*** Opening of DATA SUPPLIED ***

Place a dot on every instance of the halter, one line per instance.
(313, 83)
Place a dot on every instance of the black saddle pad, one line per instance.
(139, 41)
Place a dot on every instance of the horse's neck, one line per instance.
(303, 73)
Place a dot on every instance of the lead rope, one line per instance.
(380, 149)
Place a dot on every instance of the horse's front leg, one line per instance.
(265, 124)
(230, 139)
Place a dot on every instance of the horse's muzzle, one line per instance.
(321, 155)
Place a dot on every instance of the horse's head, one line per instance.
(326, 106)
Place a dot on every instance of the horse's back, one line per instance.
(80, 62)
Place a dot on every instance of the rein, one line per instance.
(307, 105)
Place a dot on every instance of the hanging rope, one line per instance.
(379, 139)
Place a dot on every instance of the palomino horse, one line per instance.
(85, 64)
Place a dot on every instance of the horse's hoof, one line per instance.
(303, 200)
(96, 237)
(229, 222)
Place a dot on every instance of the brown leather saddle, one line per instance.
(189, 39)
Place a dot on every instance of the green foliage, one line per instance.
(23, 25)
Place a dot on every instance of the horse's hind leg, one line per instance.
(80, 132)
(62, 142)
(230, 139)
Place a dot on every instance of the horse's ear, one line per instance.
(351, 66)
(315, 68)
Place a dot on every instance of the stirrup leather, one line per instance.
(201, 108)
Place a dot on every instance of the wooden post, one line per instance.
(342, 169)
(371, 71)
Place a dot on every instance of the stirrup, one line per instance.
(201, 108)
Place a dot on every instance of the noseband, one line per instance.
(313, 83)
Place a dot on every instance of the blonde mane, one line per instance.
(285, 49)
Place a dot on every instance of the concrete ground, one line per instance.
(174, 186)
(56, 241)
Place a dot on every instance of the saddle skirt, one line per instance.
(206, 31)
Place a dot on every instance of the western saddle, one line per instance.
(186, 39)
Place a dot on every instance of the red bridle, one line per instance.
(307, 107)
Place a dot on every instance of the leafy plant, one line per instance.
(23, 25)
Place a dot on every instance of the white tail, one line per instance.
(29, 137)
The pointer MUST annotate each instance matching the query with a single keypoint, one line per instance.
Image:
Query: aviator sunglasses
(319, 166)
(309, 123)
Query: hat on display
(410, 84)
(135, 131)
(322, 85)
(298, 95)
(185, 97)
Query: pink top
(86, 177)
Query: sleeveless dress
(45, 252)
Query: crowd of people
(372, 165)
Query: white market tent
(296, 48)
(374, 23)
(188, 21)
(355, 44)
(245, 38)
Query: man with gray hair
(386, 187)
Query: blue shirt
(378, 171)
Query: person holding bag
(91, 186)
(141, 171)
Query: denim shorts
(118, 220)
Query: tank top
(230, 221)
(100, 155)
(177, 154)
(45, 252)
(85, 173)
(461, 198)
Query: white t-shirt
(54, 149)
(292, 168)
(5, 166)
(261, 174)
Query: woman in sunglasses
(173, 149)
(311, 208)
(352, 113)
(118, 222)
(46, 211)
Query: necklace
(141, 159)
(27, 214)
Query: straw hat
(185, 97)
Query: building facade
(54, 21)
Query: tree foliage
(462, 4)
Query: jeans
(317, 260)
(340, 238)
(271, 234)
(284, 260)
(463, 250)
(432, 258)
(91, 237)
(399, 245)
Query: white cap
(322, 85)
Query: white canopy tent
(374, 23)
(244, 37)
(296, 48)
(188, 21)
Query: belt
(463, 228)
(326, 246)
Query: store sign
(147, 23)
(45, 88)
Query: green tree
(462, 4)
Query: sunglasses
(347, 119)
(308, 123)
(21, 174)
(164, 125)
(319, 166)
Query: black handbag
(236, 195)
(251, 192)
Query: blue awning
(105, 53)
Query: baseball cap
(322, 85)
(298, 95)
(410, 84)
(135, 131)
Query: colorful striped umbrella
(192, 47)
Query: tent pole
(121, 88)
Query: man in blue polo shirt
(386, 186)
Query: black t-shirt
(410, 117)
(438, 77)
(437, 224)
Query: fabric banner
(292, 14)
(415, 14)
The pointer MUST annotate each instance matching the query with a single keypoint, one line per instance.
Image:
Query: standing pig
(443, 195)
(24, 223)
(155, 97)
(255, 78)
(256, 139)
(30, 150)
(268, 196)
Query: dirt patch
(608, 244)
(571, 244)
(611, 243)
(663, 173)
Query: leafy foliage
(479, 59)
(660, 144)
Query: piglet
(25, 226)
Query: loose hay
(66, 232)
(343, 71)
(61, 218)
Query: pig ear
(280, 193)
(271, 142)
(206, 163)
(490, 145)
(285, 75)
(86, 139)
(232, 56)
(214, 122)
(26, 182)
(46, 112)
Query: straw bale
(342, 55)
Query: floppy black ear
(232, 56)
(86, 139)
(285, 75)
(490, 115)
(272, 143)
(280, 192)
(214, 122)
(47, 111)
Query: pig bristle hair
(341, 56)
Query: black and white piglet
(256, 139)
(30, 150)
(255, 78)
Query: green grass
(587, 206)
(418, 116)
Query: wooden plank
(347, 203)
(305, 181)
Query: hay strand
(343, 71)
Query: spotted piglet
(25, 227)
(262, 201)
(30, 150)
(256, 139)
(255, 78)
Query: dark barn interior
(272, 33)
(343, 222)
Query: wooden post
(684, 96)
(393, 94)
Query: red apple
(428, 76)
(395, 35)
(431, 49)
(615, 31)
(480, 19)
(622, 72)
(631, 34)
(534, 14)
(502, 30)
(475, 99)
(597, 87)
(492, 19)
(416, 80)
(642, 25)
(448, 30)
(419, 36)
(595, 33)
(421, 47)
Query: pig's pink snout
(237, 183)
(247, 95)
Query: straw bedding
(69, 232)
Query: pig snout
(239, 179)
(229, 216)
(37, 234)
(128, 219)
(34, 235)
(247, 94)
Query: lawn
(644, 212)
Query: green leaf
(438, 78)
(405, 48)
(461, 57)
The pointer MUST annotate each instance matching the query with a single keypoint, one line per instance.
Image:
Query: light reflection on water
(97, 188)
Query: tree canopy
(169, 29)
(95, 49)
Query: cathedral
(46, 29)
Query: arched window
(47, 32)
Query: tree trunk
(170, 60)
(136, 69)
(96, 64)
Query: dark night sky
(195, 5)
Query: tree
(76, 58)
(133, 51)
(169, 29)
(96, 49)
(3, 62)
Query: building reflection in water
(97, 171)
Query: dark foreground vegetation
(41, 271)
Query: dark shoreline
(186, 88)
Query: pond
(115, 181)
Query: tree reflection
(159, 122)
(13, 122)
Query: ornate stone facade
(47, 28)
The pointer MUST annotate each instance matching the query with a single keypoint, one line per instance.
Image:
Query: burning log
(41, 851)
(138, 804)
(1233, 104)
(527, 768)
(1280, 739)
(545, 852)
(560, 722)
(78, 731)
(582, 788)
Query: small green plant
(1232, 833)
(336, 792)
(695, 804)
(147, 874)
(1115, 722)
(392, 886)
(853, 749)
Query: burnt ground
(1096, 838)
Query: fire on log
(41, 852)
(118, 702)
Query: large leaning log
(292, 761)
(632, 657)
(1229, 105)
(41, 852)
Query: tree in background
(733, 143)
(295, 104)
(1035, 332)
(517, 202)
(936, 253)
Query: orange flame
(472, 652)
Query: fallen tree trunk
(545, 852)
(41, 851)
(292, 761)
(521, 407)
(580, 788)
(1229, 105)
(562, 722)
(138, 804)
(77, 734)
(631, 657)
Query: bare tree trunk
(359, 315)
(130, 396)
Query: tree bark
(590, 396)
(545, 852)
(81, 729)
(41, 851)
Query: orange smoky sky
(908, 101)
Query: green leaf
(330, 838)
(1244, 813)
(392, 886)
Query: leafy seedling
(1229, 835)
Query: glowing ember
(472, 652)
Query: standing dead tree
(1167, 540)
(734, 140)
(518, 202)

*** Close of DATA SUPPLIED ***
*** Opening of DATA SUPPLIED ***

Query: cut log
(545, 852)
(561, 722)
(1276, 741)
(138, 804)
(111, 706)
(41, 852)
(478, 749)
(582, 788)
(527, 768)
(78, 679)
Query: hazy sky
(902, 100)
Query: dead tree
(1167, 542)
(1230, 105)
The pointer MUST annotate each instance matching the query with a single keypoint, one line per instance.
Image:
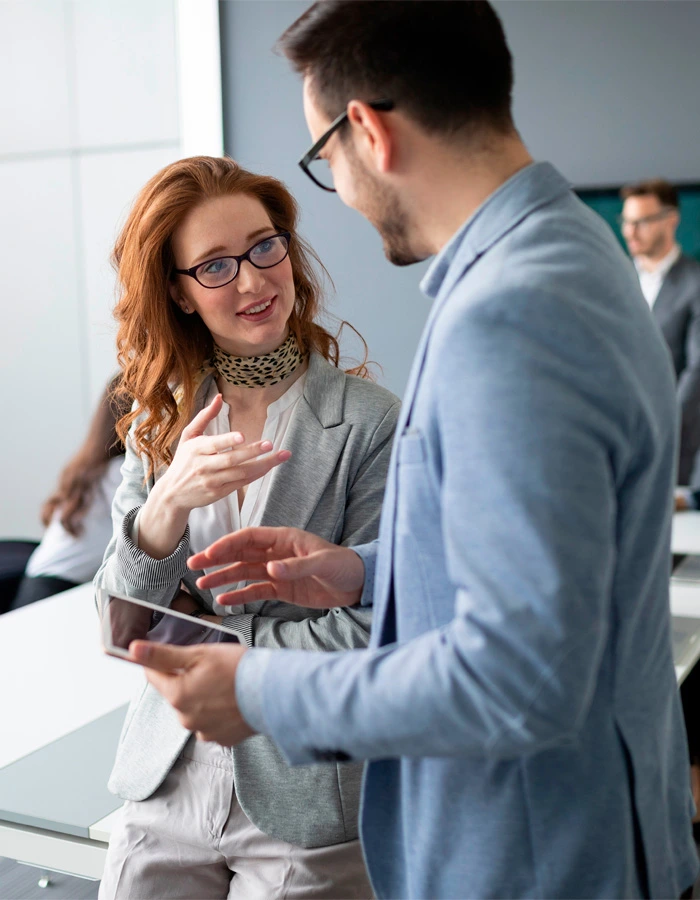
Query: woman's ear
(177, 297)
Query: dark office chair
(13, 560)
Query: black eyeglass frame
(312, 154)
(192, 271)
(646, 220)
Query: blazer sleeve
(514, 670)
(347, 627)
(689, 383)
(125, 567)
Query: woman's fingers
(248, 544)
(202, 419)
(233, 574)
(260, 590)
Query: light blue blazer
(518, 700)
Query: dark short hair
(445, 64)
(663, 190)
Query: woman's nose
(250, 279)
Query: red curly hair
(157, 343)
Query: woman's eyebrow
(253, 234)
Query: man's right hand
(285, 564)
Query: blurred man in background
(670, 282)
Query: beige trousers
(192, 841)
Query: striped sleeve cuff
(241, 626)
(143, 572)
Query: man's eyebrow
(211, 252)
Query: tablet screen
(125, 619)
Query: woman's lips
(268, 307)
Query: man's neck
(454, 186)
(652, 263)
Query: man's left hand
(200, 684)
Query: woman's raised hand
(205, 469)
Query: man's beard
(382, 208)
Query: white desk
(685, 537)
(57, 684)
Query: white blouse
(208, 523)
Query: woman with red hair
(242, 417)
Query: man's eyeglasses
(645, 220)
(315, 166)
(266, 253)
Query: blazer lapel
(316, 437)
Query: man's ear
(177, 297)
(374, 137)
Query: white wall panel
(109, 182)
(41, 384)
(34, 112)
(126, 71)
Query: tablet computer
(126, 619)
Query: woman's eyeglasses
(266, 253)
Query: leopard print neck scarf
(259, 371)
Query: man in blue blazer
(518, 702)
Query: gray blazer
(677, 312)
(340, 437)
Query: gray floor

*** Close of DATA SUPPLIED ***
*** Opening of DATA SUPPLIED ***

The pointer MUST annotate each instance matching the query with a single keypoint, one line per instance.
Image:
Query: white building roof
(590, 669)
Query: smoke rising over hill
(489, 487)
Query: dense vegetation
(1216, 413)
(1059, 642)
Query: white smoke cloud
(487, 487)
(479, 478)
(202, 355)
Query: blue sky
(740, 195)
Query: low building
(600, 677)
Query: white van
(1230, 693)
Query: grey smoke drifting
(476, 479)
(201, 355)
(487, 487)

*** Close of DATA SUPPLIED ***

* WHAT IS BEING ASKED:
Using the records above, copy word for word the line with "Query: woman's nose", the line with "Query: gray floor", and every line between them.

* RESPONSE TO THIS EXERCISE:
Query: woman's nose
(250, 279)
Query: red curly hair
(157, 343)
Query: woman's eyebrow
(253, 234)
Query: man's right hand
(285, 564)
Query: blurred man in background
(670, 282)
Query: beige trousers
(192, 841)
Query: striped sleeve cuff
(241, 626)
(143, 572)
Query: man's eyebrow
(211, 252)
Query: tablet screen
(125, 619)
Query: woman's lips
(268, 307)
Query: man's neck
(454, 186)
(652, 263)
Query: man's left hand
(200, 684)
Query: woman's raised hand
(205, 469)
Query: man's beard
(382, 208)
Query: white desk
(685, 537)
(57, 684)
Query: white blouse
(208, 523)
Query: woman with red hair
(242, 417)
Query: man's eyeglasses
(645, 220)
(315, 166)
(266, 253)
Query: blazer lapel
(316, 437)
Query: man's ear
(177, 297)
(374, 137)
Query: white wall panel
(109, 182)
(41, 384)
(34, 112)
(126, 71)
Query: tablet computer
(126, 619)
Query: woman's eyeglasses
(266, 253)
Query: leopard print neck scarf
(259, 371)
Query: man in blue blazer
(518, 702)
Query: gray blazer
(677, 312)
(340, 437)
Query: gray floor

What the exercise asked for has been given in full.